- [PROMPT 1]: Turn the entries from the line containing "Annotate the cobblestone" through the line containing "<point>191,241</point>", both included, into a numbered list with blank lines omitted.

- [EXTRACT TO READ]:

══════════════════════════════

Conclusions drawn. The conclusions drawn by Lieberman from these studies, taken together, are as follows.

First

We can … infer that the energy concentrations in the spectrogram of gorilla Kathy’s vocalization reflect the transfer function of her supralaryngeal vocal tract in the schwa configuration. (8)

Our data indicate … that the nonhuman primates would not be capable of producing human speech even if they had the requisite mental ability. Unlike man, the nonhuman primates do not appear to change the shape of their supralaryngeal vocal tracts by moving their tongues during the production of a cry. (8)

From analysis of acoustic calls and simulations drawn from VT cadavers, Lieberman finds that outside modern human adults, evidence is negligible for volitional deviation from a VT configured as a uniform tube. A uniform tube has the same cross-sectional area from one end to the other (i.e., from glottis to lips in a VT) and is typically modeled as a cylinder. When adult humans vocalize through a VT configured as an approximately uniform tube, the result is the schwa, /ə/, but in running speech, humans characteristically use precise tongue, jaw, and lip gestures to achieve nonuniform VT configurations. These allow production of all the vowels dispersed through human articulatory space and documented since the 1880s in the International Phonetic Alphabet (IPA) (13). The claim by Lieberman is thus that only humans have the capacity to modify their VT shape and the corresponding acoustic resonances (14), while all other primates would produce only a schwa-like vocalization in the center of the vowel space with little to no capacity for such modification.

Second,

[T]he rhesus monkey is inherently incapable of producing the range of human speech. … The nonhuman primates lack a pharyngeal region like man’s, where the cross-sectional area continually changes during speech. The inability of apes to mimic human speech (Kellogg, 1968) is thus an inherent limitation of their vocal mechanisms. (10)

The analysis of primate VT shapes leads Lieberman to relate the human ability to articulate contrasting vowels to the large pharyngeal cavity, which is the main anatomical distinction between human adults and the others investigated. Crucially, the phylogeny of AMHS included LD, where the laryngeal cartilages and the glottis separated from the hyoid bone and moved lower (relative to the cervical vertebrae), thus creating a substantial vertical cavity where there had been very little. Tongue movements were capable of changing the cross-sectional area of the pharynx and also affecting the cross section of the preexisting oral cavity. This form and relation between oral and pharyngeal cavities were alleged to distinguish humans from other primates by enabling the full acoustic space, and specifically /i a u/, the most extreme vowels in the space, for the first time. These vowels (also termed point vowels) mark the boundaries of the vowel systems in all human languages, as noted in the IPA system and verified in the UPSID (UCLA Phonological Segment Inventory Database) database of several hundred representative human languages (15). Thus, the high larynx and resulting small pharynx of other primates as compared to humans would prevent them from producing these crucial articulatory and acoustic landmarks, which Lieberman finds to be absent from the restricted vowel space of the rhesus macaque.

══════════════════════════════

[Pointing dataset excerpts]

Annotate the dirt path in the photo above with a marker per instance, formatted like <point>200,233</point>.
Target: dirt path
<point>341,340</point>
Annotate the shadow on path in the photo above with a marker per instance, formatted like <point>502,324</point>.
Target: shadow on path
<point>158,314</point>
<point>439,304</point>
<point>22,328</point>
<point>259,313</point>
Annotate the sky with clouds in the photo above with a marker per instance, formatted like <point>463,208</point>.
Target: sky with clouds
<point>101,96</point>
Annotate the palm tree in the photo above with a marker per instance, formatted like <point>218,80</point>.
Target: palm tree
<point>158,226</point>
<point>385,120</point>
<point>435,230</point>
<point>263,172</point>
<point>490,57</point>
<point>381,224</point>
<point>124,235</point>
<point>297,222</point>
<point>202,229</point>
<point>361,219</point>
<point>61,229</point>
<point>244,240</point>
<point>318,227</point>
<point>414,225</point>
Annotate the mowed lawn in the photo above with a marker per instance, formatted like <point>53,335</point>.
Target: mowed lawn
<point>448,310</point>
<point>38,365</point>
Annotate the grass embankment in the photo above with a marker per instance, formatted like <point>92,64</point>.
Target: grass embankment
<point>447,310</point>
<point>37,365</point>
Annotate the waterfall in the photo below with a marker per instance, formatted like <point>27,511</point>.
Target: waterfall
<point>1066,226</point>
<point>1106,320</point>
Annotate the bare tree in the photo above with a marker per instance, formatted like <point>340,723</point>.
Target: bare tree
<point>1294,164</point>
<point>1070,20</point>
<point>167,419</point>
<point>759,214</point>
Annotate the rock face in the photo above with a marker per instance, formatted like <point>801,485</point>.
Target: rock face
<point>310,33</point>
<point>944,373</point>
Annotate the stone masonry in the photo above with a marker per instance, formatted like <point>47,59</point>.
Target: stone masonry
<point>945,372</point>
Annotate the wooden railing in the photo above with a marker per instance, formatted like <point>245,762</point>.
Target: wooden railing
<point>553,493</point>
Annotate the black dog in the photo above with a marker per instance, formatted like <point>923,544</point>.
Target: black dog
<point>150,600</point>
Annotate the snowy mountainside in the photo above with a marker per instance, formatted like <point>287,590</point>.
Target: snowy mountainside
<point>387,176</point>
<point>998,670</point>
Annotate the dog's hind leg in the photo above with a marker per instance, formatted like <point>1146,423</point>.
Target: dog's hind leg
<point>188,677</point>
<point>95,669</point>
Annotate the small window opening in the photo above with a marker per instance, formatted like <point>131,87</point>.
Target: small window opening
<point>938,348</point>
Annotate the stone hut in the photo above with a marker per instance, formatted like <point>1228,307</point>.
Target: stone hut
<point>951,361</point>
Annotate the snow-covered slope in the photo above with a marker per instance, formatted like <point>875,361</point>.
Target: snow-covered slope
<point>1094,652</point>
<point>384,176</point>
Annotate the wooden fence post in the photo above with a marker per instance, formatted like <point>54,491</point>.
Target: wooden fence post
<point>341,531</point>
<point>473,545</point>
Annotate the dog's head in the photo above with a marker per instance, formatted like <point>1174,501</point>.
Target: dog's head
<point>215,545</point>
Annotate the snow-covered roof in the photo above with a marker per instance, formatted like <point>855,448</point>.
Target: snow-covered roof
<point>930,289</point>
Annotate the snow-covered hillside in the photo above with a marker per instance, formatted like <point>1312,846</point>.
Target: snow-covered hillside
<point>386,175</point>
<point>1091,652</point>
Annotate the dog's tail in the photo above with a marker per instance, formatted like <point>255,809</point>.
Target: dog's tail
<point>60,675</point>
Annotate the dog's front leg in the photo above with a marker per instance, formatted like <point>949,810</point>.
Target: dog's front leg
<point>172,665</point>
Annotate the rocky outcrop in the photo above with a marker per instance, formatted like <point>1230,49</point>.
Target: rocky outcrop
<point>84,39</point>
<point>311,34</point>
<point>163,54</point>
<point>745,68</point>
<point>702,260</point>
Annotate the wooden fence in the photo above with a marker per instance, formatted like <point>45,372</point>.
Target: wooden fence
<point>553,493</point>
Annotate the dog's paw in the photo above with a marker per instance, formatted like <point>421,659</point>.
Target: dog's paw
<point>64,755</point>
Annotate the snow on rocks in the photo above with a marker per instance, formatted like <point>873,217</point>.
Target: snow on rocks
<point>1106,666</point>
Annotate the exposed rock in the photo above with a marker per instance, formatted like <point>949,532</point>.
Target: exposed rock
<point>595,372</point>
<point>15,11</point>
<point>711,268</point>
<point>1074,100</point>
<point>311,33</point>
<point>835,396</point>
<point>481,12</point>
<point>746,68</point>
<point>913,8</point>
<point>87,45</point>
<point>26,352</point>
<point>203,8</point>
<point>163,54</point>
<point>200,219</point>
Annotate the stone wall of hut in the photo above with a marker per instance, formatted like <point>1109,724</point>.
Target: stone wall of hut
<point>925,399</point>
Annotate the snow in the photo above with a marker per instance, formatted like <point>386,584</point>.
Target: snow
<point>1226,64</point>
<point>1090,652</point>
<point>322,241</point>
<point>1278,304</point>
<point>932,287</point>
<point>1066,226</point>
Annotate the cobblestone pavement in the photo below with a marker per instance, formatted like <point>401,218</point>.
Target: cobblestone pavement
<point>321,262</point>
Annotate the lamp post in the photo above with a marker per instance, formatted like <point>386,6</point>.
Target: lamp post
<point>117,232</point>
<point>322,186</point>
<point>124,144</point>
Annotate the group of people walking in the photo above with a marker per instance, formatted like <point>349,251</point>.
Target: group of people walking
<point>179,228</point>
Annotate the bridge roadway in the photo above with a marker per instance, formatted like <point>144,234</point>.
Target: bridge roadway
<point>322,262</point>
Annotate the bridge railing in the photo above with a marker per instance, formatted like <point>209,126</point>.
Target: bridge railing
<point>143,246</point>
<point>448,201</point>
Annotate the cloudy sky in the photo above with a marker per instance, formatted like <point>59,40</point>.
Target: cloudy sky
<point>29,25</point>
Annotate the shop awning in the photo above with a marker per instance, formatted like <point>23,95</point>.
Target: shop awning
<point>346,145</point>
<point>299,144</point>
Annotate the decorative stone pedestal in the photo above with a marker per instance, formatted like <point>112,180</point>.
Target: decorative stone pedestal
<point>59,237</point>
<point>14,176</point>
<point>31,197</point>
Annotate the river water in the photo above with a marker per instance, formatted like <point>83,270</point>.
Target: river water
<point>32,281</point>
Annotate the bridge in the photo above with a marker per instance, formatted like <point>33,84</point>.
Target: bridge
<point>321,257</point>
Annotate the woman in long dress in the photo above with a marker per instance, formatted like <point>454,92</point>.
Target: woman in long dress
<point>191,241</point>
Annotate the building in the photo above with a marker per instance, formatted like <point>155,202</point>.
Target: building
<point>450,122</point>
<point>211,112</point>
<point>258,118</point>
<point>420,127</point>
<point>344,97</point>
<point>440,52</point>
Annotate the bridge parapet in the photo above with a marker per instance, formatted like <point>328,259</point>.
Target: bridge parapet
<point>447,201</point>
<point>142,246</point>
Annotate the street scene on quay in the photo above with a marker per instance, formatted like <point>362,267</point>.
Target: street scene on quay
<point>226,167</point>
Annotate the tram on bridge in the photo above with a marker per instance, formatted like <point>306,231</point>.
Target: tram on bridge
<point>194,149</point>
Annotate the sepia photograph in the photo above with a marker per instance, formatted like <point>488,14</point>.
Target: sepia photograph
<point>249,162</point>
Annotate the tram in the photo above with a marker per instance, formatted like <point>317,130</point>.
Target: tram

══════════════════════════════

- [PROMPT 2]: Go on with the passage on Lieberman's conclusions about primate vocal tracts and vowel production from where it stops.

- [WRITTEN REPLY 1]:
1. Annotate the cobblestone pavement in the photo below with a marker per instance, formatted like <point>401,218</point>.
2. Target: cobblestone pavement
3. <point>321,262</point>
4. Annotate the lamp post in the photo above with a marker per instance, formatted like <point>386,6</point>.
5. Target: lamp post
6. <point>117,232</point>
7. <point>322,186</point>
8. <point>124,144</point>
9. Annotate the group of people walking in the photo above with a marker per instance, formatted like <point>349,251</point>.
10. Target: group of people walking
11. <point>179,228</point>
12. Annotate the bridge roadway in the photo above with a marker per instance, formatted like <point>144,234</point>.
13. Target: bridge roadway
14. <point>322,262</point>
15. Annotate the bridge railing in the photo above with a marker per instance, formatted like <point>209,126</point>.
16. Target: bridge railing
17. <point>143,246</point>
18. <point>448,201</point>
19. Annotate the cloudy sky in the photo above with a marker per instance, formatted like <point>59,40</point>.
20. Target: cloudy sky
21. <point>29,25</point>
22. Annotate the shop awning in the photo above with a marker per instance, formatted like <point>23,95</point>.
23. Target: shop awning
24. <point>346,145</point>
25. <point>299,144</point>
26. Annotate the decorative stone pedestal in the photo above with a marker per instance, formatted like <point>112,180</point>.
27. Target: decorative stone pedestal
28. <point>59,237</point>
29. <point>14,176</point>
30. <point>31,197</point>
31. Annotate the river water in the photo above with a marker per instance, formatted like <point>83,270</point>.
32. Target: river water
33. <point>32,281</point>
34. Annotate the bridge in the photo above with a marker per instance, formatted like <point>33,84</point>.
35. Target: bridge
36. <point>321,257</point>
37. Annotate the woman in long dress in the photo above with a marker per instance, formatted like <point>454,92</point>.
38. Target: woman in long dress
39. <point>191,241</point>

- [WRITTEN REPLY 2]:
Third,

Newborn human infants, like nonhuman primates, do not execute any maneuvers of their supralaryngeal vocal tracts during vocalizations except for gross laryngeal maneuvers. The shape of their supralaryngeal vocal tract appears to approximate a uniform cross-section, schwalike, configuration. (9)

The newborn infant, like a nonhuman primate, thus lacks a pharyngeal region that can vary its cross-sectional area. … [T]he newborn infant, like the nonhuman primates, is restricted by the limitations of his vocal apparatus. (9)

Lieberman and his coauthors note that recordings of newborns resemble those of nonhuman primates, in that they present the schwa-like pattern of formants (amplified regions in the spectra) typical of a uniform tube articulation. From an anatomical point of view, AMHS infants also share the high larynx and small pharynx of living nonhuman primates, with a larynx in the standard mammalian position (16), implying that they, like those primates, should be unable to articulate the requisite /i a u/ for speech. They would attain this capacity over the course of development, but only in late childhood, after a notable lowering of the larynx. Later, following anatomical work by others (17, 18), but without detailing clear acoustic justification, Lieberman further specified (1921) that the horizontal oral and vertical pharyngeal cavities of the supralaryngeal VT (often termed SVTh and SVTv) must be proportioned about equally, a 1:1 SVTh/SVTv ratio, for fully human speech.

Fourth,

We have previously determined by means of acoustic analysis that Newborn humans, like nonhuman primates, lack the anatomical mechanism that is necessary to produce articulate speech. … We can now demonstrate that the skeletal features of Neanderthal man show that his supralaryngeal vocal apparatus was similar to that of a Newborn human. … It appears that the ontological development of the vocal apparatus in Man is a recapitulation of his evolutionary phylogeny. (11)

Lieberman and Crelin reconstructed the Neanderthal VT and determined that the larynx was still high. This gave Neanderthals a VT structure similar to that of newborns and would leave them equally unable to articulate the requisite /i a u/ for speech. This was confirmed through articulatory modeling and acoustical analysis, as had been done for rhesus macaque. Moreover, this led them to find human phylogeny to be reflected in AMHS ontogeny and further confirmed that only AMHS adults were fully capable of speech.

Fifth,

The data suggest that speech cannot be viewed as an overlaid function that makes use of a vocal tract that has evolved solely for respiratory and deglutitious purposes; the skeletal evidence of human evolution shows a series of changes from the primate vocal tract that may have been, in part, for the purpose of generating speech. (8)

The human speech-output mechanism thus should be viewed as part of man’s species-specific language endowment. (10)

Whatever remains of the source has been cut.